*Aim of the task*:
Will you quote only the lines starting at the one that contains "concrete block wall" and ending with the last line of the listing below, inclusive?

*Materials provided*:
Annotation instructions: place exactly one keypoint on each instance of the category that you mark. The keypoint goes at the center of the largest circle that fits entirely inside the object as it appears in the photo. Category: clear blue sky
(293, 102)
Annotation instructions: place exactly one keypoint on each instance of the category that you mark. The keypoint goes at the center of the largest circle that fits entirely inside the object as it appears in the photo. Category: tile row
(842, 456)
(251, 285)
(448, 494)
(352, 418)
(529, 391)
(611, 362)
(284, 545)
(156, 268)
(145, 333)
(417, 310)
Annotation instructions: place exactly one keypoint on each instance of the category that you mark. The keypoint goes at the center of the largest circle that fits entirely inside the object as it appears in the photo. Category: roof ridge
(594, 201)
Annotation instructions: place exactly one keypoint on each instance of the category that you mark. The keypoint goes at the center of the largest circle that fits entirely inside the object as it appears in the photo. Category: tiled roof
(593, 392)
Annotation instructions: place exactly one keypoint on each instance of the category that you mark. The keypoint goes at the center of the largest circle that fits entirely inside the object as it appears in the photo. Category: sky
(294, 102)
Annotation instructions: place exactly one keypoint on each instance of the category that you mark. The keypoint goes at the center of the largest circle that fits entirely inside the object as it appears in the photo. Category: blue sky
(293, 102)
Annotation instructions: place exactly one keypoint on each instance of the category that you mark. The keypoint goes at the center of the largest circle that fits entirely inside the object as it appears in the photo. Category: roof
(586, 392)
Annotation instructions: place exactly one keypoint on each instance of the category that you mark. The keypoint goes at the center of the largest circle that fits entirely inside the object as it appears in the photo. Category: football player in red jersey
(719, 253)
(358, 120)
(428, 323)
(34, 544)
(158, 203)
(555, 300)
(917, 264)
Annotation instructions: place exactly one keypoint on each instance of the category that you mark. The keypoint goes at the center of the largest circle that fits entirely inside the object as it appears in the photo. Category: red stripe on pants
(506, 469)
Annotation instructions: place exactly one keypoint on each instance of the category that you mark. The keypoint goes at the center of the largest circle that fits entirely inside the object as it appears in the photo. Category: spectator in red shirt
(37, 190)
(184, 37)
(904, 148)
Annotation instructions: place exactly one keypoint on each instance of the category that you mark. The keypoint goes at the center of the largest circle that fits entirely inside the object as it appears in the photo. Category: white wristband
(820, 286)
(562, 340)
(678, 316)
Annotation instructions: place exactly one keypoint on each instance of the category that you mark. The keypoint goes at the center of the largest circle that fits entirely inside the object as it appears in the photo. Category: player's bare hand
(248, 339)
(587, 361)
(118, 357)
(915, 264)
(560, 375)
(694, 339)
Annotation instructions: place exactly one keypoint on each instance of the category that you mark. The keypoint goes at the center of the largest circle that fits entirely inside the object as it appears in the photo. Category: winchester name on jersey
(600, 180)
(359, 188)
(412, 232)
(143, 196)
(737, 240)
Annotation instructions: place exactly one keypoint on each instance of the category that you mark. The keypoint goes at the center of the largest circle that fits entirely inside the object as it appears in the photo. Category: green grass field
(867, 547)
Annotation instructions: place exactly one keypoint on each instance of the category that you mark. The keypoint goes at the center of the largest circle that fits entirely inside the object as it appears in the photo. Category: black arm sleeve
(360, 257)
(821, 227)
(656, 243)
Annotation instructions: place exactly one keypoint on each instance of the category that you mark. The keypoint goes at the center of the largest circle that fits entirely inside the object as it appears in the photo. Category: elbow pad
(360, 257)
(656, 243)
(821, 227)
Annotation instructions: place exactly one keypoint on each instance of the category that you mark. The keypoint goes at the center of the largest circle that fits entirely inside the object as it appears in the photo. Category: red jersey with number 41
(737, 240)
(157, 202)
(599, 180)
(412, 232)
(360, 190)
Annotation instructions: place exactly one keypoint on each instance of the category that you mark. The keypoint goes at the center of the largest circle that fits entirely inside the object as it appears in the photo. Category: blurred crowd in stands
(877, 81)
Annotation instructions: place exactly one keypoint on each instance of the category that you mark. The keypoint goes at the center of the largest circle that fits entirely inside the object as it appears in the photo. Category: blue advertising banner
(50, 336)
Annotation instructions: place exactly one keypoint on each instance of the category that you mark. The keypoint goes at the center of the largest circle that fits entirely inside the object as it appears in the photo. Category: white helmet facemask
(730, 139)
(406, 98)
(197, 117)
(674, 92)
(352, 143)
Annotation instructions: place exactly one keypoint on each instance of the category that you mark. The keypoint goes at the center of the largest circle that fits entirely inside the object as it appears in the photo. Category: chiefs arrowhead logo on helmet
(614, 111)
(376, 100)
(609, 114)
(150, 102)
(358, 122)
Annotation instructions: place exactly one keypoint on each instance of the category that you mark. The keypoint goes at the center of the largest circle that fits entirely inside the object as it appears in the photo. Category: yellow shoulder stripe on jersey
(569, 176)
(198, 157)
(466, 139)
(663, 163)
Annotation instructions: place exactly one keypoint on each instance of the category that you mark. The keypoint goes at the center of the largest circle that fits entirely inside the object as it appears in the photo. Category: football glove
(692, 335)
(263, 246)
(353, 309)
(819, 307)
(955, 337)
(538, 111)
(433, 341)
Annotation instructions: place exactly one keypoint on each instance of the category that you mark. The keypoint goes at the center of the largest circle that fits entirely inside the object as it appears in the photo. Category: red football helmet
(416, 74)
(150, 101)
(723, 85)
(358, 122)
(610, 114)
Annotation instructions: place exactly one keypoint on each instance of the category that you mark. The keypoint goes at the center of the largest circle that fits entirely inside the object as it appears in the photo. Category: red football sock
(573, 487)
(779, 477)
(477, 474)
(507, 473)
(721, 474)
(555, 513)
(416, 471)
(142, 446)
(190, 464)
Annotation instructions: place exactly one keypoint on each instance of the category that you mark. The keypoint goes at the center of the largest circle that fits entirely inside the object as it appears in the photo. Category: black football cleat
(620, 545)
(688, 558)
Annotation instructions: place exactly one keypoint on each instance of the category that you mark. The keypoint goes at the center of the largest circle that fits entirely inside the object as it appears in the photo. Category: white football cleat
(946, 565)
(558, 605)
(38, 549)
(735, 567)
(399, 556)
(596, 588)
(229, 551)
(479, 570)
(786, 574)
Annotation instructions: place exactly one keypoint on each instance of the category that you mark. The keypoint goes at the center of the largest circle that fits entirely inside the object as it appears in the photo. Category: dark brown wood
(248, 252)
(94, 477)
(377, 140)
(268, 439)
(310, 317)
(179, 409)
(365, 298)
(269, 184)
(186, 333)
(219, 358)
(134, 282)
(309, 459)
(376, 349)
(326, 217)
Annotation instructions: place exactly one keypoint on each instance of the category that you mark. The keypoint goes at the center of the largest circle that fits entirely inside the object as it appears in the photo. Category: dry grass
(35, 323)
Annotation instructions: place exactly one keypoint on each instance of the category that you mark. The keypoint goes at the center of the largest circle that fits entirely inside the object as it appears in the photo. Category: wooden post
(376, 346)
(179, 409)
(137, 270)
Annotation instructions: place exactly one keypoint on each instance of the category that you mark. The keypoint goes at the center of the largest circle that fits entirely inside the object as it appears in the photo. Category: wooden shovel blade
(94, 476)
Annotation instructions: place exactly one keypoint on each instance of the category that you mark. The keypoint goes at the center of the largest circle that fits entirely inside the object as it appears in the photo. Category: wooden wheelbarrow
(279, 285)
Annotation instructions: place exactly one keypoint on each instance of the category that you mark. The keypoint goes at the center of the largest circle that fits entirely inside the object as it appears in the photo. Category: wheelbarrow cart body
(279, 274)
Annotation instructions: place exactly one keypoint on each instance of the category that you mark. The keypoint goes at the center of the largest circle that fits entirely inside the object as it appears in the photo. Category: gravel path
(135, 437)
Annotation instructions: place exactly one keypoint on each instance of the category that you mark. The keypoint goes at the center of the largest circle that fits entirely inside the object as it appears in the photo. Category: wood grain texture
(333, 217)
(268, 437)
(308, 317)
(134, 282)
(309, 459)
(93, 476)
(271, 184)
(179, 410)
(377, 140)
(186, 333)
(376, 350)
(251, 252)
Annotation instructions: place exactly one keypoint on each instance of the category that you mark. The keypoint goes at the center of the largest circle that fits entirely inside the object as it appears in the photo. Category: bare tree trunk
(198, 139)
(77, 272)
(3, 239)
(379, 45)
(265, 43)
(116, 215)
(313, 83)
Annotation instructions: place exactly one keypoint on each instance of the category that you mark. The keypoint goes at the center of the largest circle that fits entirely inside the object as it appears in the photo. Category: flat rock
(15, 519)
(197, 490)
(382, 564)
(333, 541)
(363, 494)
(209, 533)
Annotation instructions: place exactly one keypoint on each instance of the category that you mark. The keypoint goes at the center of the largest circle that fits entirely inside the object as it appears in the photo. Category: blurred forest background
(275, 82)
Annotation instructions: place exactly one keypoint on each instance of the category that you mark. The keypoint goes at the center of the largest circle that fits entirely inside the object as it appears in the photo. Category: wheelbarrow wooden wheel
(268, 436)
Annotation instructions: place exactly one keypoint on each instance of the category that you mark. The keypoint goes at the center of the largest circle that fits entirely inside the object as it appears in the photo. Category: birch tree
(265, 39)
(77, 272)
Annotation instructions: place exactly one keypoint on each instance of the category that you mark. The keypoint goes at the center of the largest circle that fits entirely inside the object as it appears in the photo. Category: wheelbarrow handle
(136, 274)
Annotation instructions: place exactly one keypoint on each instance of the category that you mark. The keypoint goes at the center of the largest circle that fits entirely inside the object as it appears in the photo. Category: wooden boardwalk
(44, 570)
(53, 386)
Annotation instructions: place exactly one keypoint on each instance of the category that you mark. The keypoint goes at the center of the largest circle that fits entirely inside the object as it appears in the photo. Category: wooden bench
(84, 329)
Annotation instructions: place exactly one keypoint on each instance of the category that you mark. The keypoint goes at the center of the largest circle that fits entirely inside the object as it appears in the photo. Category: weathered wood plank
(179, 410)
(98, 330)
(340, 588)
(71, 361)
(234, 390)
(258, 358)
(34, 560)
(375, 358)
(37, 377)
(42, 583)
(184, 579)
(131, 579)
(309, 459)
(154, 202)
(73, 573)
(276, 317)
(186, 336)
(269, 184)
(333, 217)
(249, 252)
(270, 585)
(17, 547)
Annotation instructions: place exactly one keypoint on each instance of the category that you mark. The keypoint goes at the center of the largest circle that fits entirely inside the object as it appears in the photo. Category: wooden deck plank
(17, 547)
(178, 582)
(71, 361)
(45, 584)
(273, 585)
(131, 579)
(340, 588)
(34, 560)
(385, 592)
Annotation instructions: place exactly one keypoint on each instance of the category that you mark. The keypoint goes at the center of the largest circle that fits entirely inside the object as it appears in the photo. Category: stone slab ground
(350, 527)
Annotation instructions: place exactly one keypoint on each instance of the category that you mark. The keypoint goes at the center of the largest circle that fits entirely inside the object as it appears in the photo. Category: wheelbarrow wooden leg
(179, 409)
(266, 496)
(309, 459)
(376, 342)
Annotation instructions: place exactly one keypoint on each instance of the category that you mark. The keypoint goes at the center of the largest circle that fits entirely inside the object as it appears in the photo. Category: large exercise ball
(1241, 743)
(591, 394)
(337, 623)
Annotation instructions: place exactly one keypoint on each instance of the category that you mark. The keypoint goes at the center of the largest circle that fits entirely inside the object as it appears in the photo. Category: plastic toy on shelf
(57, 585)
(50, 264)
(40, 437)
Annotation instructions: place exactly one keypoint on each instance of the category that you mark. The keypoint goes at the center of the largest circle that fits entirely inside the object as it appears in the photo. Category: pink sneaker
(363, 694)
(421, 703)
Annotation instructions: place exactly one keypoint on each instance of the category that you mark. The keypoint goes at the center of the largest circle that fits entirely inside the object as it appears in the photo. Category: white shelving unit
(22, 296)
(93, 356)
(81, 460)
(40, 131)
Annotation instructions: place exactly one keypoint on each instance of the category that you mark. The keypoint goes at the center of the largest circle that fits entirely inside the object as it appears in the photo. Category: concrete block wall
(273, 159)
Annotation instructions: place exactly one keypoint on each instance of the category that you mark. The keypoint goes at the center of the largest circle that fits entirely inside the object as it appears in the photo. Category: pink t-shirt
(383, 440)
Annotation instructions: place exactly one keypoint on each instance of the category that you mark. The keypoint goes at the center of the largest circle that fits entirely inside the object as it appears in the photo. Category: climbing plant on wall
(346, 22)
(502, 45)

*The solution*:
Annotation instructions: place exactly one keypoint on each instance of the category that you mark. The keypoint goes at the center of the largest circle that fits entirely inside the object as it appears in the photo. Category: concrete block wall
(273, 159)
Annotation instructions: place exactly one keypoint on each instance of the category that you mark. The keypoint goes at the center of the largest circle that fits entirely inside the object as it appears in the photo. Category: pink t-shirt
(383, 440)
Annotation instructions: place exactly one keypoint on each instance of the category that you mark. The keypoint goes at the center of the largest circle that fits entirely inside the object as it appears in the photo. Category: climbing plant on wall
(346, 22)
(502, 45)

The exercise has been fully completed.